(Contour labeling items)
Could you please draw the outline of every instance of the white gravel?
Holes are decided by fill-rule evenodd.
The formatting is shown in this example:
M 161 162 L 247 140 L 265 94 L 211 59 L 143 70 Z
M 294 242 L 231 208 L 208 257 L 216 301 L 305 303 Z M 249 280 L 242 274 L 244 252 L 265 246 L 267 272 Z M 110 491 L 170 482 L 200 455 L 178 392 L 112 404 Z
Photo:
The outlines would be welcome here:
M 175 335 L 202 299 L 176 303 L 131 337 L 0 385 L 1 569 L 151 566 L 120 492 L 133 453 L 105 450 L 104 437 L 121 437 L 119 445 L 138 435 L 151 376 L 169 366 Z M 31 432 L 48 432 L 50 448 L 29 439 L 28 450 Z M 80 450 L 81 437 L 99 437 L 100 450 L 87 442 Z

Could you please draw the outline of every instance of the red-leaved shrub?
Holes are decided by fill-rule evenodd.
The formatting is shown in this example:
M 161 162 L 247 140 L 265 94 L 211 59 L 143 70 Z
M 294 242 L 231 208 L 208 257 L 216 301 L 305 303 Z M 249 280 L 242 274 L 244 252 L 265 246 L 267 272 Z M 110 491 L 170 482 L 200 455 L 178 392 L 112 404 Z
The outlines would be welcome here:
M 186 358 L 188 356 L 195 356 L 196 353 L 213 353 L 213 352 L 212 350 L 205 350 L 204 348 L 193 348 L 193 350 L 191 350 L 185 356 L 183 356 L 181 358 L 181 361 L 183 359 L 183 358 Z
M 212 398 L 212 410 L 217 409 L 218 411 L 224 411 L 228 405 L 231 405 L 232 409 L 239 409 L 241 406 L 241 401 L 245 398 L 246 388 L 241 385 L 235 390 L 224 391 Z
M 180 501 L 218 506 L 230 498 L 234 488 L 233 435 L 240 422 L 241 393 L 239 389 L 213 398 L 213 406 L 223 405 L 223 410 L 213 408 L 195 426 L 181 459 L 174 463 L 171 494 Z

Objective. Return every line of the records above without changing a single character.

Solution to this task.
Could you please draw the outline of every instance of the white gravel?
Holes are decided by fill-rule evenodd.
The formatting is shown in this example:
M 161 162 L 247 140 L 265 94 L 211 59 L 143 70 Z
M 294 242 L 231 208 L 208 257 L 216 301 L 305 303 Z M 249 280 L 242 274 L 244 252 L 265 246 L 267 272 Z M 110 491 L 170 482 L 200 455 L 178 392 L 112 404 Z
Photo:
The outlines would be welcome here:
M 175 335 L 202 299 L 176 303 L 131 337 L 0 385 L 1 569 L 151 566 L 120 492 L 133 453 L 105 450 L 104 437 L 121 437 L 119 445 L 138 435 L 151 376 L 169 366 Z M 31 432 L 48 432 L 50 448 L 29 439 L 28 450 Z M 80 450 L 81 437 L 99 437 L 100 450 L 87 442 Z

Could you please draw the outline of every instance of the red-leaved shrub?
Holes are decided by fill-rule evenodd.
The formatting is shown in this example:
M 161 162 L 247 140 L 265 94 L 211 59 L 143 70 Z
M 294 242 L 231 208 L 208 257 L 216 301 L 305 303 Z M 249 280 L 242 274 L 244 252 L 265 246 L 267 272 Z M 110 491 L 170 482 L 200 455 L 178 392 L 112 404 Z
The outlines would be welcome here:
M 186 358 L 188 356 L 195 356 L 196 353 L 213 353 L 213 352 L 212 350 L 205 350 L 204 348 L 193 348 L 193 350 L 191 350 L 185 356 L 183 356 L 181 358 L 181 361 L 183 359 L 183 358 Z
M 212 398 L 212 410 L 217 409 L 218 411 L 224 411 L 228 405 L 231 405 L 232 409 L 239 409 L 241 406 L 241 401 L 245 398 L 246 388 L 241 385 L 235 390 L 224 391 Z
M 180 501 L 218 506 L 230 498 L 234 488 L 233 435 L 240 422 L 241 393 L 239 389 L 213 398 L 213 406 L 223 405 L 223 410 L 213 408 L 195 426 L 181 459 L 174 463 L 171 494 Z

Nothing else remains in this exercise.